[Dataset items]
## Start

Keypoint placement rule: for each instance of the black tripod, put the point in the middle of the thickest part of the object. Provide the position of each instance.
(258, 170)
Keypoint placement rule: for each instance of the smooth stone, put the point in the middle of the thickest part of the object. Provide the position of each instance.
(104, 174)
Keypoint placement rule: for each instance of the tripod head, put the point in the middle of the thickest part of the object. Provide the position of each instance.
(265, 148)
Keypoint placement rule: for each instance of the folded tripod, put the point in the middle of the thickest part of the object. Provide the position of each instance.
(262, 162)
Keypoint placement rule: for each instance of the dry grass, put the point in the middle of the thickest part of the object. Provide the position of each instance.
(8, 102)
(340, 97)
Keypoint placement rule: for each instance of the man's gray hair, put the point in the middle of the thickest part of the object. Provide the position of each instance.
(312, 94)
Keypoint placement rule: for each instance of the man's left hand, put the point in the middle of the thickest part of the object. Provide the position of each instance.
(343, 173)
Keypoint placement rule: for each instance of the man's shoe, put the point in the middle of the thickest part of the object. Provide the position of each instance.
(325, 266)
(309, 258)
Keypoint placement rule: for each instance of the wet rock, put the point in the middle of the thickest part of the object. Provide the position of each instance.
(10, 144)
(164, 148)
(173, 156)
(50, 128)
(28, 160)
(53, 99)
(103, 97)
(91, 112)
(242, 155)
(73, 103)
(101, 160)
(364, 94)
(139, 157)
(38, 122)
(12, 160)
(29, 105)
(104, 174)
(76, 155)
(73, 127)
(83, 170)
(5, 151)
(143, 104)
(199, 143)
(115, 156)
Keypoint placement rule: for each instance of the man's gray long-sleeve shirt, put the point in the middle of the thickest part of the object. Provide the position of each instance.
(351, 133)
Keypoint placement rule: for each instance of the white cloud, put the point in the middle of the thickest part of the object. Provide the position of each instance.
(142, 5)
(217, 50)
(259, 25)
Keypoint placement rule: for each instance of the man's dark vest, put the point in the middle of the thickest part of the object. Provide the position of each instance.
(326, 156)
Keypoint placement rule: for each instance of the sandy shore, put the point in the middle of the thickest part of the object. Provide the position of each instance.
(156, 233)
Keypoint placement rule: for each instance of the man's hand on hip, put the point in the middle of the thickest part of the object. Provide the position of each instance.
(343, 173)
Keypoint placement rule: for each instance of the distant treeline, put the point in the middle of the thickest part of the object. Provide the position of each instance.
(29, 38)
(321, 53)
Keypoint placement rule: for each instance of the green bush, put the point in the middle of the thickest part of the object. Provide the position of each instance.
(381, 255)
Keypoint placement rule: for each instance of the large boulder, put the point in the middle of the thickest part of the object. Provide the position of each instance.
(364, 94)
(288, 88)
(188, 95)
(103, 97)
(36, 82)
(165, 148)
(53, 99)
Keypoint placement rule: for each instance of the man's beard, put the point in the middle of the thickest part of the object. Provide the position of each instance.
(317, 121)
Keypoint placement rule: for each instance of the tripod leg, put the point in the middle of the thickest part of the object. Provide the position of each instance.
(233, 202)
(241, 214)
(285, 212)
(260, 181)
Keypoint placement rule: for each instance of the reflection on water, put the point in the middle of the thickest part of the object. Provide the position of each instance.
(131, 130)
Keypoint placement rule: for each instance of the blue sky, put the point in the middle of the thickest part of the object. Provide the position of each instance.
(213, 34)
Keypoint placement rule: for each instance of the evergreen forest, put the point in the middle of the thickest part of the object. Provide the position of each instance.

## End

* Written task
Show the data once more, exactly as it was written.

* Correct result
Keypoint placement rule: for each instance of the black tripod, put the point in the middle of the thickest part of the object. Provide the position of each instance.
(258, 170)
Keypoint placement rule: for each instance of the smooth stone, put the point in the middle of the thickest part of the object. Provide the position of each instance.
(104, 174)
Keypoint placement rule: for each instance of the tripod head, put the point in the middle of the thickest part of the object. Provide the position of each instance.
(265, 148)
Keypoint placement rule: for each instance of the folded tripod, put the point in the middle of the thickest part of the object. Provide the position of each instance.
(262, 162)
Keypoint placement rule: for each instance of the dry grass, put the point in the middle of the thickest part of the object. Provide the position of each instance.
(8, 102)
(340, 97)
Keypoint placement rule: for each instance of the man's gray hair, put the point in the middle of the thickest part of the object. Provide the position of each instance.
(312, 94)
Keypoint placement rule: for each instance of the man's left hand, put the point in the middle of the thickest part of the object. Provide the position of each instance.
(343, 173)
Keypoint placement rule: for each instance of the man's shoe, put the point in the middle of the thickest part of the object. Provide the position of each instance.
(325, 266)
(309, 258)
Keypoint placement rule: for each instance of the wet rock, put the point in the middle of the thickest part of the object. Provide the position of each instance.
(10, 144)
(164, 148)
(173, 156)
(50, 128)
(28, 160)
(53, 99)
(103, 97)
(91, 112)
(242, 155)
(73, 103)
(101, 160)
(364, 94)
(139, 157)
(38, 122)
(12, 160)
(29, 105)
(104, 174)
(76, 155)
(73, 127)
(83, 170)
(5, 151)
(143, 104)
(199, 143)
(115, 156)
Keypoint placement rule: for each instance of the man's gray long-sleeve shirt, put the point in the middle of the thickest part of the object. Provide the position of each instance.
(351, 133)
Keypoint placement rule: for each instance of the white cloud, put the point in the middle of the thickest part of the object. Provide the position of each instance.
(142, 5)
(217, 50)
(259, 25)
Keypoint placement rule: for each instance of the man's dark vest, put the point in the middle of the thickest part of the object. Provide the position of each instance.
(326, 156)
Keypoint placement rule: for each instance of the sandy shore, put the point in the middle of the thickest part of the object. Provide the position of each instance.
(156, 233)
Keypoint placement rule: for each instance of the man's hand on hip, put the point in the middle of the thickest part of the object. Provide the position of each instance.
(343, 173)
Keypoint placement rule: for each instance of the distant treeline, put the point in the middle of the thickest part of the object. Provide the position of each instance.
(29, 38)
(321, 53)
Keypoint placement rule: for each instance of the green bush, put the point in the middle of the thickest part of the object. Provide the position of each instance.
(381, 255)
Keypoint placement rule: for each instance of the large boulder, put the point in the middle of the thickest part of the object. Provide the position of each instance.
(364, 94)
(288, 88)
(188, 95)
(103, 97)
(36, 82)
(165, 148)
(53, 99)
Keypoint placement rule: for each instance of the man's beard, put the point in the middle of the thickest part of the object. Provide the position of each instance.
(317, 121)
Keypoint placement rule: for each instance of the tripod leg, put the point in the middle of the thickest part of the object. Provide the position of each instance.
(233, 202)
(241, 214)
(285, 212)
(260, 181)
Keypoint placement rule: for each instance of the reflection on water, put the point in the middle of the thickest part of the object. Provide the position of each instance.
(131, 130)
Keypoint placement rule: for each instance of the blue sky, put the point in the middle of the thickest part of the object. Provide the position of each instance.
(213, 34)
Keypoint placement rule: for each instance of the evergreen forest, put the point in the middle of the thickest part of the object. Provide the position of each instance.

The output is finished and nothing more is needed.